Newspapers, web sites and TV channels are all just businesses, competing for their slice of the pie. The former especially are struggling to survive in an increasingly difficult market, and have to cater to "what they know", which is that a lot more people have an interest in football than motorsport, simple as that. If you ran a newspaper it would be very stupid to use as many column inches on motorsport as you do football. I don't see a massive issue with that, either. Motorsport as a whole is doing pretty well by any standard as far as I can tell, and the coverage reflects the level of interest. A BTCC or Sportscar race will never get as many viewers as even a mildly important football matches over here.

Anyway, what that article is really saying is: I like motorsport, it's great, therefore it should have lots of publicity and everyone else should want to read about it and follow it. In truth, there is no connection between how good something is and how much publicity it receives or how much it should receive, or how popular it is. More people might know Justin Bieber's album than Bach's most famous symphony (I know neither which happily balances out, but you see the point). If you don't see the point: plenty of great things do get coverage, publicity and recognition, and plenty more don't. For every motorsport fan who wishes it would get more publicity in newspapers there are a million fans of something else (a certain type of sport, music, comedy, art, whatever that you've never even heard of) with the same argument. If you argue against the ignorance of newspapers and other news outlets about one thing, you better also recognise that there are a ton of other great things which deserve the same type of selfish argument, that are struggling much more than motorsport.

Written tasks:
1. In the post on motorsport coverage, which sport is said to interest a lot more people than motorsport?
2. Restate the post on motorsport coverage, starting with "Newspapers, web sites" and going on through "matches over here.", with "football" changed to "cricket" everywhere it appears.
3. Please write what comes next in the post on motorsport coverage, picking up after its last sentence.

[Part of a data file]
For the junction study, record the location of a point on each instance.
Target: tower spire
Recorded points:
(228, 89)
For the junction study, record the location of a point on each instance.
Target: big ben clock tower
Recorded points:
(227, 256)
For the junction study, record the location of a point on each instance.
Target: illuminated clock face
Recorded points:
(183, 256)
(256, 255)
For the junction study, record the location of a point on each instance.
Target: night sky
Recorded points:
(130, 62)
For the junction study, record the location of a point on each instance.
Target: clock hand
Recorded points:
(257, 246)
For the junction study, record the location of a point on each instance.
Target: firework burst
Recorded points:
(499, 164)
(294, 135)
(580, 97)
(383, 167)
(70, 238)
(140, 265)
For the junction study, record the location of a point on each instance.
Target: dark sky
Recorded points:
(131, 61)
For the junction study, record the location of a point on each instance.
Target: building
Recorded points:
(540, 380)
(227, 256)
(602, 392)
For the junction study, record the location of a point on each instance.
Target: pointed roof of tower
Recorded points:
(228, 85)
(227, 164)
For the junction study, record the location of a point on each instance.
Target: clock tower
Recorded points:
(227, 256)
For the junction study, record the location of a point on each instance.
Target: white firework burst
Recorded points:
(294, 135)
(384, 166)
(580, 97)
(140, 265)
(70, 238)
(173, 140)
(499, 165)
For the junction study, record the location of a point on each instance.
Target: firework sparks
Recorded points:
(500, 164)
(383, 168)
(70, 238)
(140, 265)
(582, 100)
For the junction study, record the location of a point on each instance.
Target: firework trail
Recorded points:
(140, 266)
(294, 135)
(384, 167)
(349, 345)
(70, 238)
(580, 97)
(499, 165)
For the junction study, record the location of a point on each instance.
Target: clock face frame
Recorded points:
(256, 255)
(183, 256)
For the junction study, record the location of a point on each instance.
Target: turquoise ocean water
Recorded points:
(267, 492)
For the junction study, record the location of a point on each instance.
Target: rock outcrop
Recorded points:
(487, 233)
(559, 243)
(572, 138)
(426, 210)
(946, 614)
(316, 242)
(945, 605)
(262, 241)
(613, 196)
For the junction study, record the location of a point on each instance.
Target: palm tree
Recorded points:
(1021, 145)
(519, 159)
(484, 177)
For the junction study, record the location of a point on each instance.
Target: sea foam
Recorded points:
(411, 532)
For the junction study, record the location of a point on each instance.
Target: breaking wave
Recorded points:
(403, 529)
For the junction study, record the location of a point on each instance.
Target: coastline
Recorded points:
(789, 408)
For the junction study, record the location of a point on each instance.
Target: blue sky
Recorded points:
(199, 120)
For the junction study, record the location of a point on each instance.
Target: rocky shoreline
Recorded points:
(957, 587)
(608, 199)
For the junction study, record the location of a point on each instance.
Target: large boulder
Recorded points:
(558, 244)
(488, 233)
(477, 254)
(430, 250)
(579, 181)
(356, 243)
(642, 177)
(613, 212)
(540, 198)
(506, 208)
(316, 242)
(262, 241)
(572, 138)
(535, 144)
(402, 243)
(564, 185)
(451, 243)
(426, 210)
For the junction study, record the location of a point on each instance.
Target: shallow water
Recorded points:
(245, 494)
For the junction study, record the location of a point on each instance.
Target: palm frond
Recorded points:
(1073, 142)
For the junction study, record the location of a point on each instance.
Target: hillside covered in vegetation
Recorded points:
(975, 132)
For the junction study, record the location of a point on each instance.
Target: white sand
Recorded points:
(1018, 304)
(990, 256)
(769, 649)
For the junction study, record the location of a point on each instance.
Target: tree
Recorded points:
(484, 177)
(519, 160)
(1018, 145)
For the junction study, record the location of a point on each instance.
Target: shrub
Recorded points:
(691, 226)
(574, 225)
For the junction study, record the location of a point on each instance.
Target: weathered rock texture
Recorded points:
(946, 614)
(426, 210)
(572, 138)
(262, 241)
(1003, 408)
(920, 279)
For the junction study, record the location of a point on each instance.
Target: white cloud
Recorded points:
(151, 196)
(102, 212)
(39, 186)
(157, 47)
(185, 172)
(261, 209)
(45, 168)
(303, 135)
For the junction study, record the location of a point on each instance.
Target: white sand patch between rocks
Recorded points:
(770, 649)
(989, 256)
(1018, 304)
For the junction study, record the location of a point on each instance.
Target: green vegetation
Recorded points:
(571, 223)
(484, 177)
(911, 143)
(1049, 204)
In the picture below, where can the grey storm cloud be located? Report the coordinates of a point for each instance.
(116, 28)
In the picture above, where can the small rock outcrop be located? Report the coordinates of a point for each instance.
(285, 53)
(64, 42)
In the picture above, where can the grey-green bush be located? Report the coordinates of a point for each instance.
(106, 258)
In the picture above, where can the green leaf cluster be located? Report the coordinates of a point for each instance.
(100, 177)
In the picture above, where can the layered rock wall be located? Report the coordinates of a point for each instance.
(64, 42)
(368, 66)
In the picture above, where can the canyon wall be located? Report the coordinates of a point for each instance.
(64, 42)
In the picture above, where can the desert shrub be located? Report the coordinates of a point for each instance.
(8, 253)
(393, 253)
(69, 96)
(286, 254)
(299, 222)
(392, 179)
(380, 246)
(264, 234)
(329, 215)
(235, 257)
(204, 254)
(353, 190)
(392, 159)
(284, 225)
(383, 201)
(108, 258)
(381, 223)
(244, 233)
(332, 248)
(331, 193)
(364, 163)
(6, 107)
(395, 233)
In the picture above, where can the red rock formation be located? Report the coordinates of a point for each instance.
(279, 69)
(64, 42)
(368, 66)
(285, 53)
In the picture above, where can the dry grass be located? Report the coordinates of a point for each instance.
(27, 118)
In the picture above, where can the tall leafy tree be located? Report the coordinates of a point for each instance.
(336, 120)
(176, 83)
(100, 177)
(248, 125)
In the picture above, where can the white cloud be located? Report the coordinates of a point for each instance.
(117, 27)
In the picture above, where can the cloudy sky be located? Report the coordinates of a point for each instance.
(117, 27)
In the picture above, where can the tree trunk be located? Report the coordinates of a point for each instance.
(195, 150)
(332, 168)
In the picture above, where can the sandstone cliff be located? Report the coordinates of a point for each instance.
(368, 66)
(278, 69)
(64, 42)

Exercise responses:
1. Football.

2.
Newspapers, web sites and TV channels are all just businesses, competing for their slice of the pie. The former especially are struggling to survive in an increasingly difficult market, and have to cater to "what they know", which is that a lot more people have an interest in cricket than motorsport, simple as that. If you ran a newspaper it would be very stupid to use as many column inches on motorsport as you do cricket. I don't see a massive issue with that, either. Motorsport as a whole is doing pretty well by any standard as far as I can tell, and the coverage reflects the level of interest. A BTCC or Sportscar race will never get as many viewers as even a mildly important cricket matches over here.

3.
The point is that it's impractical for every good thing to be publicised and massively popular and motorsport is one of those things. You have to find the good things in life yourself, and in any case, discovering motorsport is still massively more easy than discovering other great things to follow. As long as it's surviving and doing okay, the fact other people don't share the enthusiasm should't bother us whatsoever. It's our thing, and their loss. Le Mans is still great; be glad you know it.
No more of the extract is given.